---------- EXTRACTED TEXT

Random photos from Barbados

Splashing down at the Boat Yard.

I tested out some new software and made a fun collage. These are some photos of people hitting the water after launching themselves from a swing at the Boat Yard, a beach bar in Barbados. None of the photos are strong enough in their own right to post, but collected together like this, I think they are worth sharing.

The Art of Guruism (comment conversation)

I wrote a blog post about The Art of Non-Conformity. Chris, the owner of the website, obviously found out about it due to Google Alerts or something, and posted a comment.

I emailed a response, but thought I’d post it here too.

Hi Chris,

Just some points on your comment on my blog:
“I have tried very hard, numerous times in the blog and the book, to explain that I have an anti-guru philosophy. The core message of AONC is “You don’t have to live your life the way other people expect you to.” That would certainly include me as well, but thankfully I don’t expect anyone to make the same choices I have.”

No offense intended, but your website comes off as very guru-like. There is loads of great content on there, like I said in my original blog post, but your tone is very guru. Some of the articles, which I thought might contain helpful advice, turn out to be purely feel-good inspirational passages. For example, the post about dangerous places to visit in the world. This could be a no-nonsense post about real dangers you’ve faced, like “avoid narrow passages in Morocco”. But instead it was a “go get ’em” blurb.

People come to your website for an inspirational, feel-good hit. In most case there is nothing wrong with this. I personally think most people should spend more time traveling!

But the danger I see is when you portray your life journey and philosophy as something that is suitable for other people, or can be attained by them.

--------------------
---------- THE RECORDS

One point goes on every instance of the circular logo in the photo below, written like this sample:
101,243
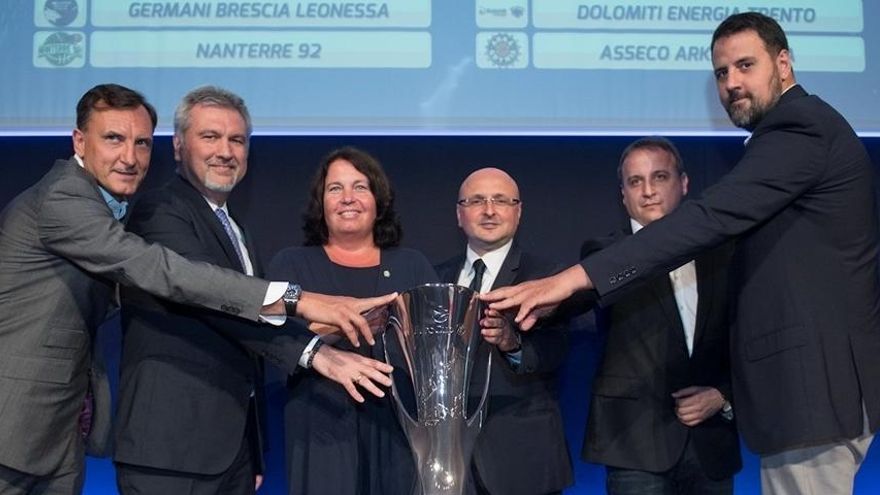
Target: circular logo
61,48
60,12
502,50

--------------------

▸ INSTRUCTIONS
a – Repeat the entry that follows the blog text, swapping every "circular logo" for "round emblem" and changing nothing else. Leave the picture out.
b – Write the next part of the blog post about Barbados photos and guruism, picking up after its final sentence.

▸ ANSWERS FOR THIS EXERCISE
a –
One point goes on every instance of the round emblem in the photo below, written like this sample:
101,243
Target: round emblem
61,48
60,12
502,50

b –
You are in a position to effect people’s lives, and you have a responsibility not to short-change them on the truth:

“I think we agree on “overnight success” as something that takes a long time — that’s exactly the same concept I was illustrating with the title “279 Days to Overnight Success.” Perhaps I should have called it “Ten Years” but that didn’t seem as interesting. :)”

For the sake of a catchy marketing slogan, or to seem more interesting, you miss the real lesson of your success (many skills in many areas accruing over many years of hard work) and undermine all the good advice about blogging for a living which could be applicable to everyone (answering every email, not chasing stats, hyping new projects, etc).

In another post you ask for contributions to your new book. It was weeks ago when I read it, but to paraphrase:

You say you are going to do a scientific study of non-conforming businesses. Then you list criteria for entry.

Oh, I think you also say “Not those who went to business school and borrowed lots of money.”

As far as I know, those who go to business school very rarely borrow money and start a business. It’s not what they do, and certainly not what they are qualified to do. Instead they go work for those people who started a business without going to business school, but who now need business managers.

But back to the “scientific” study, as misguided it is in its faulty premise. You really need to study the scientific method before using words like “scientific”.

1. Self-selection in a scientific study leads to only those who are successful reporting. This is called anecdotal evidence, and is useless as data. With it you can prove that ANY preposterous notion is valid, like Power Balance bracelets give you better balance.

2. You set the bar for entry to those who already earn 50,000 a year, or something. This is called “cherry picking the data”. It’s when you discard any results of a test that you don’t like.

3. You want stories that are as unusual as possible. This is pure sensationalizing. It’s tabloid newspaper level fare.

And then you collect your “data” into a book, and then people read it. In scientific papers you outline your processes. Will you do this for your readers? Will you tell them that you discarded all the people who failed, and went back to working 9 to 5? Will you tell them that you only picked those who were already successful?

Because this is serious. You have this responsibility.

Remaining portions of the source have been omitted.